AIM OF THE TASK:
Answer these from the Bobby Short profile:
(a) In what year did Short settle at the Cafe Carlyle in New York City?
(b) Which three songwriters did Short always say were his favorites?
(c) What did the Library of Congress name him in 2000?

EXCERPTED PASSAGE:

Bobby Short
*Bobby Short was born on this date in 1924. He was a Black cabaret musician and singer.
Born Robert Waltrip Short in Danville, Illinois, he began performing after leaving home at eleven for Chicago, with his mother's permission. He started working in clubs in the 1940s and, in 1968, settled at the Cafe Carlyle in New York City, where he became an institution. His effortless elegance and vocal phrasing (perfected through Mabel Mercer and Ethel Waters) made him very special to audiences. Short was a genius for presenting unknown songs worth knowing while keeping well-known songs fresh; his stride piano style and playing of the classical composers was a solid character.
His good cheer, resolute, self-disciplined professionalism, and, most of all, his ever-abounding joy in the great American song made him a great American treasure. He was known for interpreting songs by early 20th-century white composers from Rodgers and Hart, Cole Porter, Jerome Kern, and Harold Arlen to George and Ira Gershwin. He also championed black composers of the same period, such as Eubie Blake, James P. Johnson, Andy Razaf, Fats Waller, Duke Ellington, and Billy Strayhorn. Short presented them not polemically but as simply the obvious equal.
His dedication to what he called the "Great American Song" left him skilled at performing Bessie Smith's "Gimme a Pigfoot" or Gershwin and Duke's "I Can't Get Started with You." Short always said his favorite songwriters were Ellington, Arlen, and Kern, and he was instrumental in spearheading the construction of the Ellington Memorial in his second home in New York City.
In 1986, Short appeared in the Woody Allen film Hannah and Her Sisters. In 2000, the Library of Congress designated him a Living Legend, a recognition established in its bicentennial celebration. In 2004, Short announced he would end his regular appearances at the Cafe Carlyle by the end of the year in favor of touring, traveling, and spending time with friends. Short died of leukemia at New York-Presbyterian Hospital on March 21, 2005.

DATASET RECORDS:

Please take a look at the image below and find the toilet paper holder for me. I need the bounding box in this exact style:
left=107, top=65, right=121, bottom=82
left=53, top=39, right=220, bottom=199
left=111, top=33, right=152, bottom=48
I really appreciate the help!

SOLUTION BELOW:
(a) 1968
(b) Ellington, Arlen, and Kern
(c) A Living Legend